◆ **DIRECTIONS FOR THIS TASK**: All of the records must be repeated exactly as they read.
START DATA FOR ANALYSIS
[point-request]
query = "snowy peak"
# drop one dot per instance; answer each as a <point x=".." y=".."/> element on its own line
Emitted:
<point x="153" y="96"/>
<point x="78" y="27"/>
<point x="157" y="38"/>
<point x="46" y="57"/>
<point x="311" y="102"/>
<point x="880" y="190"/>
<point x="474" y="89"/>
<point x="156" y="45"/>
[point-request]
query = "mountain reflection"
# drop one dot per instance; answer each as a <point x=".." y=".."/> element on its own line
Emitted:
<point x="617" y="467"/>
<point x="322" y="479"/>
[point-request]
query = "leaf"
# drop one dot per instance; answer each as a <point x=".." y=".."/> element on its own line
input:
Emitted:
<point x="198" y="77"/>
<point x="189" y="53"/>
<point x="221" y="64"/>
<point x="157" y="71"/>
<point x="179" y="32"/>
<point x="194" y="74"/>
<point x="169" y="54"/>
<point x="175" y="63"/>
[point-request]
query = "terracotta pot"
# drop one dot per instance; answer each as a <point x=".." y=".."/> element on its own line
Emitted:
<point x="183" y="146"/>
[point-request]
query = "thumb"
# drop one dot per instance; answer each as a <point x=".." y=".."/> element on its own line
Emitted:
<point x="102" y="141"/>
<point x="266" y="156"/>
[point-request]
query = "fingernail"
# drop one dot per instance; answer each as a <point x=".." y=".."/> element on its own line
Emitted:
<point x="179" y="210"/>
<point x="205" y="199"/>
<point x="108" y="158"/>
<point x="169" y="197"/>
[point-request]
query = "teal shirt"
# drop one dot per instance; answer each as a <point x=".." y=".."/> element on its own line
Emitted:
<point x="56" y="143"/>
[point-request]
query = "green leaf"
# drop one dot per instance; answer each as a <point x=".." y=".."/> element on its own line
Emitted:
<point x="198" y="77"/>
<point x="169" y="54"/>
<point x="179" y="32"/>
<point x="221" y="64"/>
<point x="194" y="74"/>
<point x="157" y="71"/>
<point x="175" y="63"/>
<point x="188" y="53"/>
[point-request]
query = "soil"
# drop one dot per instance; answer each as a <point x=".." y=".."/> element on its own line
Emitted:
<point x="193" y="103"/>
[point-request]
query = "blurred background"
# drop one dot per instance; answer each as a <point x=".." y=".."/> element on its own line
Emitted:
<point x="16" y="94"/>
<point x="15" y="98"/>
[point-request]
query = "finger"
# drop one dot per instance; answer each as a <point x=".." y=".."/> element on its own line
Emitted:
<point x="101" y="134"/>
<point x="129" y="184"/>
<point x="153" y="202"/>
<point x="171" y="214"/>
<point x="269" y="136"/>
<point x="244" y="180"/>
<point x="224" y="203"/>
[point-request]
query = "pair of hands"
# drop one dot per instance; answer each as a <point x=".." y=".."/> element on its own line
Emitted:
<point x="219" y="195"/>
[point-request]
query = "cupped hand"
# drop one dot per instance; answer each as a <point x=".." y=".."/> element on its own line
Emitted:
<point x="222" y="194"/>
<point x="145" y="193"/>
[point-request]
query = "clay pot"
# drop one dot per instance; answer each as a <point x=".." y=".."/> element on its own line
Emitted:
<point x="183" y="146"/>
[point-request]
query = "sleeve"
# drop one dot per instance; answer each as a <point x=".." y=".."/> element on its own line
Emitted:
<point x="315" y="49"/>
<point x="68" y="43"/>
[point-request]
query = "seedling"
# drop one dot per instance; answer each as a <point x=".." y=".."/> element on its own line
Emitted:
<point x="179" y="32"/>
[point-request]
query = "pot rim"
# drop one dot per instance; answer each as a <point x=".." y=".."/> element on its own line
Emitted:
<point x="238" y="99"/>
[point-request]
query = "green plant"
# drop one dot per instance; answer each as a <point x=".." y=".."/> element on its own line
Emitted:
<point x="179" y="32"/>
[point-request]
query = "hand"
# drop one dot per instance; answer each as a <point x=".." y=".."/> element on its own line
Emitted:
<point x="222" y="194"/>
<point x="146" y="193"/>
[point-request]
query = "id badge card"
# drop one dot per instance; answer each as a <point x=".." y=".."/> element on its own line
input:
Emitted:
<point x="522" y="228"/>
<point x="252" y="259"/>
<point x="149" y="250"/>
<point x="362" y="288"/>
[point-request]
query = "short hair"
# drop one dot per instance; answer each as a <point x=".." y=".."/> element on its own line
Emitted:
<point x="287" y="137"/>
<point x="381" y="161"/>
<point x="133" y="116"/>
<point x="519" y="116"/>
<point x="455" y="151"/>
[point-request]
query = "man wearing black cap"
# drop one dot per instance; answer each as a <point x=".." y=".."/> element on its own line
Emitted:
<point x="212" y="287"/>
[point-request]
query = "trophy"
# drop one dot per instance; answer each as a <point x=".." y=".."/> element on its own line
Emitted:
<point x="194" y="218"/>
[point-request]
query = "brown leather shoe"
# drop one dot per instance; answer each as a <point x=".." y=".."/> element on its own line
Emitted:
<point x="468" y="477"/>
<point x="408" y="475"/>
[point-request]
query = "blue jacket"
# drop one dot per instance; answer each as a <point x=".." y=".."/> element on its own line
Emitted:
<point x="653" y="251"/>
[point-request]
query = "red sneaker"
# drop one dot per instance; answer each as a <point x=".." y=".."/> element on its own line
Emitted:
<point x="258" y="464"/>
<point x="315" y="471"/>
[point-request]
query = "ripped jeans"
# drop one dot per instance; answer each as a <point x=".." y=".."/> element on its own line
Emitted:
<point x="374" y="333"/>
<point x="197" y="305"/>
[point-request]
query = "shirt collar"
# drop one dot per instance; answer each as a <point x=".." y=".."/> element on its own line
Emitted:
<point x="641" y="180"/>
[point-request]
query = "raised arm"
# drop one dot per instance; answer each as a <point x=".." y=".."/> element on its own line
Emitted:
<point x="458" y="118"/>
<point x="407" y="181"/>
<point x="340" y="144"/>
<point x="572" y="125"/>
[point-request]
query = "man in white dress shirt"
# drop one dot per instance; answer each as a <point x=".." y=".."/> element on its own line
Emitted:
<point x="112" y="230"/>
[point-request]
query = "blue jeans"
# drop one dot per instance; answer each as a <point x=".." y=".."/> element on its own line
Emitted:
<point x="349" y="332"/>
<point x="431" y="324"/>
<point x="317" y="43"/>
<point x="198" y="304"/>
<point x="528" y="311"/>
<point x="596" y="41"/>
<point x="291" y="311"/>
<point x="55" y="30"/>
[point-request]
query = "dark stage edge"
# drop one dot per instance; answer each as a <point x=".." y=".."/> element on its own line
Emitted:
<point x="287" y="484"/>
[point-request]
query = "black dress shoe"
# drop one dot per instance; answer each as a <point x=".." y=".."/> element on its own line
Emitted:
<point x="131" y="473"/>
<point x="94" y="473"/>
END DATA FOR ANALYSIS
◆ **RESULT BELOW**:
[point-request]
query = "snowy peak"
# drop one dot per instance; answer each as a <point x=".." y=".."/> element on its own line
Emitted:
<point x="153" y="96"/>
<point x="78" y="27"/>
<point x="157" y="38"/>
<point x="46" y="57"/>
<point x="311" y="102"/>
<point x="880" y="190"/>
<point x="474" y="89"/>
<point x="156" y="45"/>
[point-request]
query = "mountain reflection"
# drop one dot per instance; answer each as a <point x=".." y=".."/> element on its own line
Emitted:
<point x="617" y="467"/>
<point x="322" y="479"/>
[point-request]
query = "leaf"
# drop one dot per instance; answer each as a <point x=".." y=".."/> element on its own line
input:
Emitted:
<point x="198" y="77"/>
<point x="189" y="53"/>
<point x="221" y="64"/>
<point x="157" y="71"/>
<point x="179" y="32"/>
<point x="194" y="74"/>
<point x="169" y="54"/>
<point x="175" y="63"/>
[point-request]
query = "terracotta pot"
# drop one dot per instance; answer each as a <point x=".." y=".."/> element on its own line
Emitted:
<point x="183" y="146"/>
[point-request]
query = "thumb"
# drop one dot per instance; answer each as a <point x=".." y=".."/> element on its own line
Emitted:
<point x="102" y="141"/>
<point x="266" y="156"/>
[point-request]
query = "fingernail"
# drop one dot per instance; answer each as a <point x=".." y=".."/> element on its own line
Emitted:
<point x="179" y="210"/>
<point x="205" y="199"/>
<point x="108" y="158"/>
<point x="169" y="197"/>
[point-request]
query = "teal shirt"
# drop one dot per instance; answer each as a <point x=".." y=".."/> element on its own line
Emitted:
<point x="56" y="143"/>
[point-request]
query = "green leaf"
# drop one dot per instance; answer each as a <point x=".." y=".."/> element on its own line
Emitted:
<point x="198" y="77"/>
<point x="169" y="54"/>
<point x="179" y="32"/>
<point x="221" y="64"/>
<point x="194" y="74"/>
<point x="157" y="71"/>
<point x="175" y="63"/>
<point x="188" y="53"/>
[point-request]
query = "soil"
# drop one dot per instance; answer each as a <point x=".." y=".."/> element on its own line
Emitted:
<point x="193" y="103"/>
[point-request]
query = "blurred background"
# drop one dot per instance; answer each as a <point x=".." y=".."/> element on its own line
Emitted:
<point x="16" y="94"/>
<point x="15" y="98"/>
[point-request]
query = "finger"
# drop one dot per instance; answer each as a <point x=".." y=".."/> element on its own line
Emitted:
<point x="101" y="134"/>
<point x="129" y="184"/>
<point x="153" y="202"/>
<point x="171" y="214"/>
<point x="269" y="136"/>
<point x="244" y="180"/>
<point x="224" y="203"/>
[point-request]
query = "pair of hands"
# drop one dot per instance; answer each as a <point x=".." y=".."/> element on its own line
Emitted:
<point x="219" y="195"/>
[point-request]
query = "cupped hand"
# drop one dot per instance; answer each as a <point x=".." y=".."/> element on its own line
Emitted:
<point x="222" y="194"/>
<point x="145" y="193"/>
[point-request]
query = "clay pot"
# drop one dot per instance; answer each as a <point x=".." y=".."/> element on its own line
Emitted:
<point x="183" y="146"/>
[point-request]
query = "sleeve"
# drop one dot per instance; answer each as a <point x=".." y=".."/> element on its own line
Emitted:
<point x="315" y="49"/>
<point x="68" y="43"/>
[point-request]
query = "seedling"
# drop one dot per instance; answer each as a <point x=".." y=".."/> element on its own line
Emitted:
<point x="179" y="32"/>
[point-request]
query = "pot rim"
# drop one dot per instance; answer each as a <point x=".." y=".."/> element on its own line
Emitted:
<point x="238" y="99"/>
[point-request]
query = "green plant"
# drop one dot per instance; answer each as a <point x=".." y=".."/> element on its own line
Emitted:
<point x="179" y="32"/>
[point-request]
query = "hand"
# drop one dot per instance; answer each as a <point x=".." y=".."/> element on its own line
Emitted:
<point x="222" y="194"/>
<point x="146" y="193"/>
[point-request]
query = "id badge card"
# drop one dot per instance; answer each as a <point x=".." y=".."/> element on its own line
input:
Emitted:
<point x="522" y="228"/>
<point x="252" y="259"/>
<point x="149" y="250"/>
<point x="362" y="288"/>
[point-request]
query = "short hair"
# drop one dot per instance; answer each as a <point x=".." y=".."/> element on its own line
Emitted:
<point x="287" y="137"/>
<point x="381" y="161"/>
<point x="133" y="116"/>
<point x="519" y="116"/>
<point x="455" y="151"/>
[point-request]
query = "man wearing black cap"
# drop one dot per instance; answer each as a <point x=".." y=".."/> element on its own line
Emitted:
<point x="212" y="287"/>
[point-request]
query = "trophy"
# drop one dot per instance; answer each as a <point x=".." y=".."/> element on its own line
Emitted:
<point x="194" y="218"/>
[point-request]
query = "brown leather shoe"
# drop one dot per instance; answer each as a <point x=".." y=".."/> element on its own line
Emitted:
<point x="468" y="477"/>
<point x="408" y="475"/>
[point-request]
query = "blue jacket"
# drop one dot per instance; answer each as a <point x=".." y=".."/> element on its own line
Emitted:
<point x="653" y="251"/>
[point-request]
query = "red sneaker"
# drop one dot per instance; answer each as a <point x=".." y=".."/> element on its own line
Emitted:
<point x="258" y="464"/>
<point x="315" y="471"/>
[point-request]
query = "ripped jeans"
# drop one dot per instance; answer each as a <point x=".." y=".."/> element on its own line
Emitted:
<point x="374" y="333"/>
<point x="197" y="305"/>
[point-request]
query = "shirt collar"
# drop one dot per instance; answer each as a <point x=".." y=".."/> element on its own line
Emitted:
<point x="641" y="180"/>
[point-request]
query = "raised arm"
# drop one dot per instance; answer each as a <point x=".." y=".."/> element on its own line
Emitted:
<point x="458" y="118"/>
<point x="407" y="181"/>
<point x="340" y="144"/>
<point x="572" y="125"/>
[point-request]
query = "man in white dress shirt"
# drop one dot per instance; answer each as a <point x=".." y=".."/> element on its own line
Emitted:
<point x="112" y="230"/>
[point-request]
query = "blue jeans"
# drop one dot per instance; answer each as a <point x=".." y=".."/> element on its own line
Emitted:
<point x="349" y="332"/>
<point x="431" y="324"/>
<point x="317" y="43"/>
<point x="198" y="304"/>
<point x="528" y="311"/>
<point x="596" y="41"/>
<point x="291" y="311"/>
<point x="55" y="30"/>
[point-request]
query = "dark stage edge"
# drop one dot per instance; answer each as a <point x=".." y=".."/> element on its own line
Emitted:
<point x="287" y="484"/>
[point-request]
query = "black dress shoe"
# drop one dot per instance; answer each as a <point x=".." y=".."/> element on its own line
Emitted:
<point x="131" y="473"/>
<point x="94" y="473"/>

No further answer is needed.